- Lesetext
· · · · ·
Das Arbeitsgericht blieb bei seiner ursprünglichen Einschätzung und half der Beschwerde mit Beschluss vom 17. Januar 2024 nicht ab. Die Sache wurde daraufhin dem Landesarbeitsgericht Berlin-Brandenburg zur Entscheidung vorgelegt.
Entscheidung des LAG Berlin-Brandenburg: Kein Vergleichsmehrwert für Abmahnungen und Zeugnisse
Das Landesarbeitsgericht (LAG) Berlin-Brandenburg wies die Beschwerde der Anwälte der Arbeitnehmerin zurück. Es bestätigte die Entscheidung des Arbeitsgerichts und den festgesetzten Gegenstandswert von 33.009 Euro. Das LAG stellte klar, dass im vorliegenden Fall kein Vergleichsmehrwert für die Regelungen zu den Abmahnungen und Zeugnissen entstanden ist. Diese Entscheidung des Landesarbeitsgerichts ist unanfechtbar.
Begründung des Gerichts: Wann entsteht ein Vergleichsmehrwert für die Einigungsgebühr?
Das LAG begründete seine Entscheidung detailliert und legte die Grundsätze zur Entstehung eines Vergleichsmehrwerts dar:
Eine Einigungsgebühr für Rechtsanwälte entsteht gemäß Nr. 1000 des Vergütungsverzeichnisses zum RVG, wenn sie am Abschluss eines Vertrages mitwirken, der einen Streit oder eine Ungewissheit über ein Rechtsverhältnis beseitigt. Der Wert dieses Vergleichs umfasst alle Ansprüche, über die gestritten wurde oder Unsicherheit bestand und die im Vergleich geregelt wurden.
Entscheidend für die Frage eines Vergleichsmehrwerts ist jedoch, dass durch den Vergleich zusätzliche, bisher nicht im Verfahrenswert enthaltene Streitpunkte oder Ungewissheiten beseitigt werden. Es reicht nicht aus, dass im Vergleich lediglich eine Leistungspflicht konkretisiert oder begründet wird. Maßgeblich ist, worüber sich die Parteien geeinigt haben, weil darüber Streit oder Ungewissheit bestand, nicht nur worauf sie sich geeinigt haben. Ein Mehrwert entsteht also nicht automatisch, nur weil im Vergleich etwas vereinbart wird, was vorher nicht explizit eingeklagt war. Es muss feststellbar sein, dass dieser Punkt vor Vergleichsschluss tatsächlich streitig oder ungewiss war und potenziell Gegenstand eines eigenen Rechtsstreits hätte sein können.
Begründung im Detail: Warum kein Mehrwert für die Zeugnisregelungen entstand
Das LAG führte aus, dass das Arbeitsgericht den Wert für die Zeugnisanträge (Zwischenzeugnis und hilfsweise Endzeugnis) bereits korrekt mit einem Bruttomonatsgehalt im ursprünglichen Verfahrenswert berücksichtigt hatte. Die Einigung im Vergleich über die Erteilung beider Zeugnisse führte deshalb zu keinem Vergleichsmehrwert.
· · · · ·
- Aufgabe 1
Welchen Gegenstandswert bestätigte das LAG Berlin-Brandenburg laut dem Lesetext?
Der Lesetext und die Auflistung sind voneinander unabhängiges Material.

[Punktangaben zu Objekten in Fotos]
· · · · ·
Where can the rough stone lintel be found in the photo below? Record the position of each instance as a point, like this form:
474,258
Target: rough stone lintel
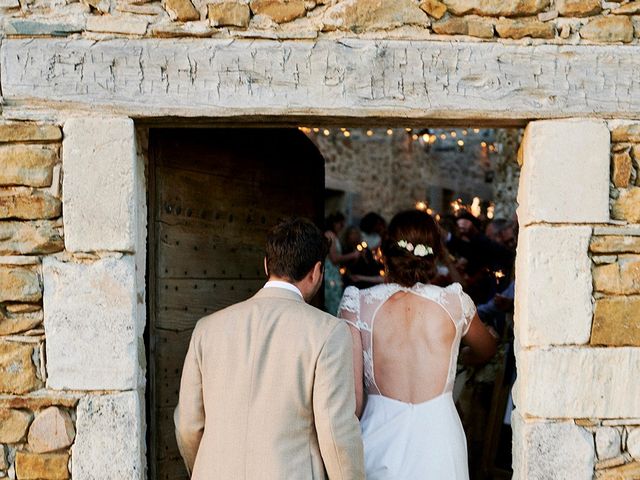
349,77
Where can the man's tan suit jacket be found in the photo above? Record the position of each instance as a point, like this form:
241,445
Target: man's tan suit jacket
267,392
· · · · ·
- Aufgabe 2
Formatiere in der Auflistung alles von der Zeile mit „Where can the man's“ bis hinunter zum Ende der Auflistung als Markdown-Tabelle mit den Spalten „Nummer“ und „Zeile“. Leerzeilen werden dabei ausgelassen.

- Richtiges Ergebnis 1
Einen Gegenstandswert von 33.009 Euro.

- Richtiges Ergebnis 2
| Nummer | Zeile |
|---|---|
| 1 | Where can the man's tan suit jacket be found in the photo above? Record the position of each instance as a point, like this form: |
| 2 | 241,445 |
| 3 | Target: man's tan suit jacket |
| 4 | 267,392 |